■ EXERCISE PASSAGE
Texas probes medical school's use of bodies without consent following NBC News investigation

The University of North Texas Health Science Center's failure to obtain permission before using corpses for research may have violated state law, authorities said.
This article is part of “Dealing the Dead,” a series investigating the use of unclaimed bodies for medical research.
Texas state regulators are investigating a medical school’s failure to notify surviving family members before cutting up and leasing out the bodies of their loved ones.
The Texas Funeral Service Commission notified the University of North Texas Health Science Center on Oct. 18 that it was opening an investigation into the center’s body donation program, according to a letter obtained by reporters this week through a public records request.
The notice of complaint was issued one month after NBC News published an investigation revealing that the Fort Worth-based center had dissected, studied and leased out hundreds of unclaimed bodies without prior consent from the dead or any survivors.
The center’s failure to obtain permission from next of kin before using corpses for medical research — and its refusal to immediately release remains to survivors who came forward later — may have violated state law, Funeral Service Commission investigator Rudy Villarreal wrote in the letter addressed to the Health Science Center’s president, Sylvia Trent-Adams, who has since resigned. Villarreal also alleged that the center failed to get permission from regulators before shipping bodies and body parts across state lines.

[Extracted data entries]
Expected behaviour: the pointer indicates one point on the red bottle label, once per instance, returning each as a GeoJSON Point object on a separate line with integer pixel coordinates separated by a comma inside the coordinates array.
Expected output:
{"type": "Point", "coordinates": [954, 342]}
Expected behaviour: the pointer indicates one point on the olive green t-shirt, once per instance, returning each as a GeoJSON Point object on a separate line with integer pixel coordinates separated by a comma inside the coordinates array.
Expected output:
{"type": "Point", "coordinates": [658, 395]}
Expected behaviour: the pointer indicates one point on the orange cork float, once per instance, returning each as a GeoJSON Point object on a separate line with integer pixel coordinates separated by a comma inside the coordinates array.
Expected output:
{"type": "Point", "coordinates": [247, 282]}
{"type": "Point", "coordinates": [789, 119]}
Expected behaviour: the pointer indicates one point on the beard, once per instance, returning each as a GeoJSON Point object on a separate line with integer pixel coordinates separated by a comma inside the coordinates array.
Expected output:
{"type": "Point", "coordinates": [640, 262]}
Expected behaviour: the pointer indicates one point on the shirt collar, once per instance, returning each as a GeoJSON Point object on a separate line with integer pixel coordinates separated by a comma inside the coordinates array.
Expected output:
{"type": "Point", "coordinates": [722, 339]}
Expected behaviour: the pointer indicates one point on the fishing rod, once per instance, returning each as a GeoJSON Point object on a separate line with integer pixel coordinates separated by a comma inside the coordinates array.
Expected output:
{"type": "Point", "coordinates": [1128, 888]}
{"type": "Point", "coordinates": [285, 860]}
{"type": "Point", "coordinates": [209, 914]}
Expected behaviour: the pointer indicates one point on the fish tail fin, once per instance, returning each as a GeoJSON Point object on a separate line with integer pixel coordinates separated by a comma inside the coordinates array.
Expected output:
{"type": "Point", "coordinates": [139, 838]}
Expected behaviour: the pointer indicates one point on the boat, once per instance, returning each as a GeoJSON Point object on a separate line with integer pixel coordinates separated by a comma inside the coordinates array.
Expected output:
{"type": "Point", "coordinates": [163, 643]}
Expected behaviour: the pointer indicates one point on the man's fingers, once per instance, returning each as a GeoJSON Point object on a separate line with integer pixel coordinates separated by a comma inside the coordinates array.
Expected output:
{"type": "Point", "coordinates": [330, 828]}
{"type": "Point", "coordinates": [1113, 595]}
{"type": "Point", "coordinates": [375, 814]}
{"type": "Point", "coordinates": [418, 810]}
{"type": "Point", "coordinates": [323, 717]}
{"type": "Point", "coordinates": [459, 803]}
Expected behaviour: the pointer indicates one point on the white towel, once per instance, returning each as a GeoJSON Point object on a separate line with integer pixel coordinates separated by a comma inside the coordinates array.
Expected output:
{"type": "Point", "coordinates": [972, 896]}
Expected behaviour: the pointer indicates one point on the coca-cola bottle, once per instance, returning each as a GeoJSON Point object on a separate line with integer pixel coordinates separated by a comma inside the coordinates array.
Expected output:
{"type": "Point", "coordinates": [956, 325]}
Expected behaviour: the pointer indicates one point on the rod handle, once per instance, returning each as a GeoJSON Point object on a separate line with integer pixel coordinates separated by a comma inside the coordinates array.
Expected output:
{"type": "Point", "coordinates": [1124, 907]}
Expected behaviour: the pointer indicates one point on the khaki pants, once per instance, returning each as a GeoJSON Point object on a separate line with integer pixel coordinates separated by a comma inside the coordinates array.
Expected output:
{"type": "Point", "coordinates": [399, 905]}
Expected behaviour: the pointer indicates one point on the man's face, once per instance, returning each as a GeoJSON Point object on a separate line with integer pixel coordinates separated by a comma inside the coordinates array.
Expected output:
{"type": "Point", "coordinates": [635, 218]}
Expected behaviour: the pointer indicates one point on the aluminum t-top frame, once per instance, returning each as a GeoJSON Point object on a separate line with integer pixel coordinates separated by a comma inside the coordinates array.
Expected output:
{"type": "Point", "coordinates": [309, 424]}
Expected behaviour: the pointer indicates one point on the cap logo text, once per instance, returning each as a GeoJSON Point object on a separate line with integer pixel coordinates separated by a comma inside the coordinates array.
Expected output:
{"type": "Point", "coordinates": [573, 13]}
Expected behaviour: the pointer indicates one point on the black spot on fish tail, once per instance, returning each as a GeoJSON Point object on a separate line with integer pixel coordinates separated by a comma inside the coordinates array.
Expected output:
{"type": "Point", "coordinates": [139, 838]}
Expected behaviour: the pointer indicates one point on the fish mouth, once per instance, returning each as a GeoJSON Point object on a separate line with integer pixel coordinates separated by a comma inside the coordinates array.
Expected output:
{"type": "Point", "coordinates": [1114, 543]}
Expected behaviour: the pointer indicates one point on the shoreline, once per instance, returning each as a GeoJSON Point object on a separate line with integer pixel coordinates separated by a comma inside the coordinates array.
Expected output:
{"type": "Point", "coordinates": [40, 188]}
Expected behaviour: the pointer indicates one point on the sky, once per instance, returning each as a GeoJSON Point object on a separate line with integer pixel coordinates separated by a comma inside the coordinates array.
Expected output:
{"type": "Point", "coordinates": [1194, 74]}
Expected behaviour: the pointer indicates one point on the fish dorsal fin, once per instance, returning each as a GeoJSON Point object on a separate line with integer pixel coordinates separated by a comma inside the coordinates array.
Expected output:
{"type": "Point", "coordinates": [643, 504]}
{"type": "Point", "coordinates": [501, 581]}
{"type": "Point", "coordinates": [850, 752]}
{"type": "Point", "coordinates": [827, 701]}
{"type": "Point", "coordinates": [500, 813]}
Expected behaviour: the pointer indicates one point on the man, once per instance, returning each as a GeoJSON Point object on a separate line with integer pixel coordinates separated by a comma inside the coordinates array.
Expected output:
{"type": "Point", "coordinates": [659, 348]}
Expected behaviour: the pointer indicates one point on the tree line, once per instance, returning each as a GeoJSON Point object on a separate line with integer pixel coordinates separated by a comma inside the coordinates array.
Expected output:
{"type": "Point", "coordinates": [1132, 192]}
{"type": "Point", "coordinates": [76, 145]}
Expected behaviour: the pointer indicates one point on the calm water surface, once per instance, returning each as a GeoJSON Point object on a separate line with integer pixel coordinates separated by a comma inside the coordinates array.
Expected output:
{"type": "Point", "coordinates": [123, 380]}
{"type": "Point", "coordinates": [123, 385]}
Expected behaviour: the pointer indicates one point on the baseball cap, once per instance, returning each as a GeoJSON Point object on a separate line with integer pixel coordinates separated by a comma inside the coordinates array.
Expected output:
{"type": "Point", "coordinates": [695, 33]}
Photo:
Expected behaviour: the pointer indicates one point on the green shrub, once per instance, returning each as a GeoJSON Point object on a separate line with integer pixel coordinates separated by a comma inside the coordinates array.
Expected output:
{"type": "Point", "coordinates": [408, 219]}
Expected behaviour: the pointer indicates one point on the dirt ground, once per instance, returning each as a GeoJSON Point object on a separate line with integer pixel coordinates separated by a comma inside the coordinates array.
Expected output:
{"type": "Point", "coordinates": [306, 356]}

■ TASKS
a) Reproduce word for word the passage of the article on the Texas body donation probe, starting with "Texas state regulators" and going on through "public records request.".
b) Name every organization that the article on the Texas body donation probe mentions by name.

■ EXPECTED RESPONSES
a)
Texas state regulators are investigating a medical school’s failure to notify surviving family members before cutting up and leasing out the bodies of their loved ones.
The Texas Funeral Service Commission notified the University of North Texas Health Science Center on Oct. 18 that it was opening an investigation into the center’s body donation program, according to a letter obtained by reporters this week through a public records request.

b)
University of North Texas Health Science Center
Texas Funeral Service Commission
NBC News